Extract:
I Don't See Any Evidence That We'll Live Hundreds Of Years - elmarks
http://blog.edwardmarks.com/post/29831573387/i-dont-see-any-evidence-that-well-live-hundreds-of

======
Metatron
This was brilliant. A really good depth of analysis and the kind of
statistical forecasting that I like, but I'm not sure that it holds too much
water.

Sure the analysis holds for current types of anti-aging, life prolonging
techniques, but does it hold for the future?

It's like charting the average 100m run of Humans since the dawn of time, and
then claiming that, as a race, we'll never break the sound barrier. But then
someone invents the car.

And I think that's a good, strong analogy, because the things we're looking
into now aren't just life-prolonging, they are age-defying. It's a complete
shift. As Marks remarks perhaps we can't predict how it's going to happen, you
can't predict everything after all, especially not new technology.

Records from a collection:
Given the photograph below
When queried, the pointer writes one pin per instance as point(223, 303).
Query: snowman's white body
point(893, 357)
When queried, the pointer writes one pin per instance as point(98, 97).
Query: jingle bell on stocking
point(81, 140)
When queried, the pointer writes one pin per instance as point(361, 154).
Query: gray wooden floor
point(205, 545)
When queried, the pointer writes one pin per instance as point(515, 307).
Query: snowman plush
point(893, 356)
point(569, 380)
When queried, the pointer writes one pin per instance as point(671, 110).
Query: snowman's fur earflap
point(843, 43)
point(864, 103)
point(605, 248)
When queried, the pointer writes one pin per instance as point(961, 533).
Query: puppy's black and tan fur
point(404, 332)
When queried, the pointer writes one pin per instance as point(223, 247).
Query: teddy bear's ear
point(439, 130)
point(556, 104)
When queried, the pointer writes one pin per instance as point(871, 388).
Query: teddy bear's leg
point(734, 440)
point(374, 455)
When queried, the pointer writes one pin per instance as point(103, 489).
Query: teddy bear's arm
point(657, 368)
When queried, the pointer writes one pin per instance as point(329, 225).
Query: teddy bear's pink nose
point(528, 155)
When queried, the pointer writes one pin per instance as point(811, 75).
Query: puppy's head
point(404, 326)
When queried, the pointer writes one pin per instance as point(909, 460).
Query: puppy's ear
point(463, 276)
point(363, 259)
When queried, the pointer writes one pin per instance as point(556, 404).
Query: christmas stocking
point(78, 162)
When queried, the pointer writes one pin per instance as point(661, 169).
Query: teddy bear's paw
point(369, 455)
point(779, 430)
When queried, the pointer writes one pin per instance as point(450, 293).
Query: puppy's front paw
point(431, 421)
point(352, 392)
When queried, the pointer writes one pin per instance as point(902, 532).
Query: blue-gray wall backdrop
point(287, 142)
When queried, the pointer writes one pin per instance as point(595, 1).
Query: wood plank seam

Task 1: Give every hyphenated word that appears in the comment in the thread on living hundreds of years, leaving aside the title and the web address.
Task 2: Carry the thread on living hundreds of years forward from its last sentence.

Your response 1: anti-aging, life-prolonging, age-defying

Your response 2:
To me a better analysis would have looked at statements about what is required
to stop the aging process altogether and analysed our progress in those
fields. For instance does it require the accurate mapping of our DNA? A task
that can be completed, and isn't an endless goal like 'living to X years' is.

There are also completely off the wall developments that don't fit in the
trend lines that Marks has forecast like the role of replacing our bodies with
machines. Such things deserve their own trend line, and again such a thing
wouldn't progress towards infinity, cumulatively, but would have an end point
in terms of allowing us to live indefinitely. There may be endless
improvements we could make to a synthetic body, but making it endlessly
maintainable would be a relatively early goal.